-------- Données fournies --------

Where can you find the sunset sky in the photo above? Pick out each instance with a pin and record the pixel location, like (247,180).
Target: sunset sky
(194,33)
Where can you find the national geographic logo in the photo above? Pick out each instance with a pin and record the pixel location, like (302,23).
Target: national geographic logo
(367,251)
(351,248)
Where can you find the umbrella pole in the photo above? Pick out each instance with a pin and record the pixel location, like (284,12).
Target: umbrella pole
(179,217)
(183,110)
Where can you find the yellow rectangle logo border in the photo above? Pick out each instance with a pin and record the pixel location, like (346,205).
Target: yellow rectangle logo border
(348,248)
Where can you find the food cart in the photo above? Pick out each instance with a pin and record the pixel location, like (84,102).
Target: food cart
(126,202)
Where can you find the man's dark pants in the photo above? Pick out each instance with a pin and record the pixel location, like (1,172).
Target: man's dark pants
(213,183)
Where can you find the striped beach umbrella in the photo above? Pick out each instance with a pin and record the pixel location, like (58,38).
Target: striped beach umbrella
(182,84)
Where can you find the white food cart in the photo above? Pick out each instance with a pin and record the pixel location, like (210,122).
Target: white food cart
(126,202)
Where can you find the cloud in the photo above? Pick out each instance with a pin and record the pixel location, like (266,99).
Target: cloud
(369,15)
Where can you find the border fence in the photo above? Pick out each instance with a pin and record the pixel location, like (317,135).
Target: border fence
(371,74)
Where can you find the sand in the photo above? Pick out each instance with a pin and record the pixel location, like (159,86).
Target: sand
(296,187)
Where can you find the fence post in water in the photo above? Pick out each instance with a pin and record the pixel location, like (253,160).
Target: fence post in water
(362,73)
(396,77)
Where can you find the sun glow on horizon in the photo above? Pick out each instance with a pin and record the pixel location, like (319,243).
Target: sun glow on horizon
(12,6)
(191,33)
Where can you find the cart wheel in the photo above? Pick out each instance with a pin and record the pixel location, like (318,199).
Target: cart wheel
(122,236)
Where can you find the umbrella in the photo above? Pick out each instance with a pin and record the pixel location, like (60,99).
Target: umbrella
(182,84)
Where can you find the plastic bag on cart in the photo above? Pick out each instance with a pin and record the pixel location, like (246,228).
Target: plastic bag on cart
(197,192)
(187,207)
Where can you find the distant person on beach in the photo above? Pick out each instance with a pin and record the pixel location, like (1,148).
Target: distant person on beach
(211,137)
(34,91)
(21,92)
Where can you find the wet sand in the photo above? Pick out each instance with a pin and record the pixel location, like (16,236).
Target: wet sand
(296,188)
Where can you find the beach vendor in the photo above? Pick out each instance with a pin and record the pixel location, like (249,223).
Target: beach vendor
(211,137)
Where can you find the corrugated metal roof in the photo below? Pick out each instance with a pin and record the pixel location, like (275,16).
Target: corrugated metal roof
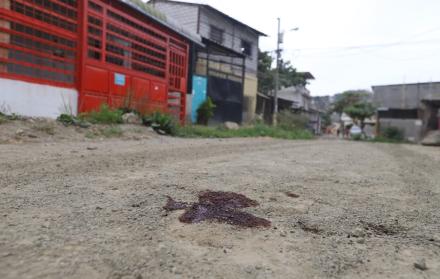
(215,10)
(169,23)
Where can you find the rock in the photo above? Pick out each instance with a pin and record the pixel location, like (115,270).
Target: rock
(19,132)
(421,265)
(358,232)
(361,241)
(432,139)
(131,118)
(231,126)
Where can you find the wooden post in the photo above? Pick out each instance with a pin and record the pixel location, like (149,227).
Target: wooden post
(4,37)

--------

Convertissez tous les enregistrements ci-dessus en une liste numérotée, sans les lignes vides ni les images, s'il vous plaît.

• **Corrigé**
1. Where can you find the sunset sky in the photo above? Pick out each instance with a pin and record the pixel location, like (247,180).
2. Target: sunset sky
3. (194,33)
4. Where can you find the national geographic logo in the photo above? Pick out each instance with a pin and record the pixel location, like (302,23).
5. Target: national geographic logo
6. (367,251)
7. (351,248)
8. Where can you find the umbrella pole in the photo above? Pick out each instance with a pin and record the pixel location, like (284,12).
9. Target: umbrella pole
10. (179,217)
11. (183,110)
12. Where can you find the yellow rectangle logo border in the photo above? Pick out each instance with a pin and record the pixel location, like (346,205).
13. Target: yellow rectangle logo border
14. (348,248)
15. Where can you find the food cart in the photo above? Pick out each instance with a pin and record the pixel location, like (84,102).
16. Target: food cart
17. (126,202)
18. Where can you find the man's dark pants in the photo above? Pick out each instance with a pin and record the pixel location, like (1,172).
19. Target: man's dark pants
20. (213,183)
21. Where can you find the striped beach umbrella in the photo above? Pick out each instance with a pin and record the pixel location, like (58,38).
22. Target: striped beach umbrella
23. (182,84)
24. Where can you find the white food cart in the photo above? Pick out each instance with a pin and record the pixel location, like (210,122).
25. Target: white food cart
26. (126,202)
27. Where can you find the cloud in the photo above? Pick out each instance with a pin and record the pixel location, like (266,99).
28. Target: cloud
29. (369,15)
30. Where can you find the border fence in the photo above? Pick out each instance with a pin and record the pixel location, like (317,135).
31. Target: border fence
32. (371,74)
33. Where can you find the sand in the photo above? Pick out each instance with a pin and record the pixel location, like (159,86).
34. Target: sand
35. (296,187)
36. Where can you find the fence post in water in the photo above? Pick out each instance with a pin and record the pixel location, like (253,160).
37. Target: fence post in water
38. (362,73)
39. (396,77)
40. Where can you find the sun glow on horizon in the photo above? Pick out each instance with a pin and record the pixel location, like (319,243).
41. Target: sun glow on horizon
42. (12,6)
43. (191,33)
44. Where can you find the cart wheel in the photo above? Pick out each instance with a pin and record the pixel location, like (318,199).
45. Target: cart wheel
46. (122,236)
47. Where can you find the umbrella in the photo above? Pick out each instance with a pin and record the pixel location, like (60,99).
48. Target: umbrella
49. (182,84)
50. Where can you find the plastic bag on cart in the photo above? Pick out each instance with a pin and record the pixel location, like (246,228).
51. Target: plastic bag on cart
52. (197,192)
53. (187,207)
54. Where can you find the distant person on beach in the photo above? Pick out each instance with a pin and record the pixel location, like (1,148).
55. Target: distant person on beach
56. (211,137)
57. (34,91)
58. (21,92)
59. Where can you find the wet sand in the photo above? Pick out each instance with a pin and record the pixel location, like (16,236).
60. Target: wet sand
61. (296,188)
62. Where can you find the beach vendor in the photo above? Pick out each instance with a pin and record the pixel location, like (249,223).
63. Target: beach vendor
64. (211,137)
65. Where can you find the corrugated metal roof in the photo below? Pick out each instance with a pin and record the pixel location, like (275,16).
66. Target: corrugated metal roof
67. (215,10)
68. (169,23)
69. Where can you find the rock in the photo above? Pick out each instance with a pin and record the pixel location, like (115,270).
70. Target: rock
71. (19,132)
72. (421,265)
73. (358,232)
74. (361,241)
75. (432,139)
76. (131,118)
77. (231,126)
78. Where can you find the wooden post in the photo above? Pick out each instance with a pin and record the pixel location, like (149,227).
79. Target: wooden post
80. (4,37)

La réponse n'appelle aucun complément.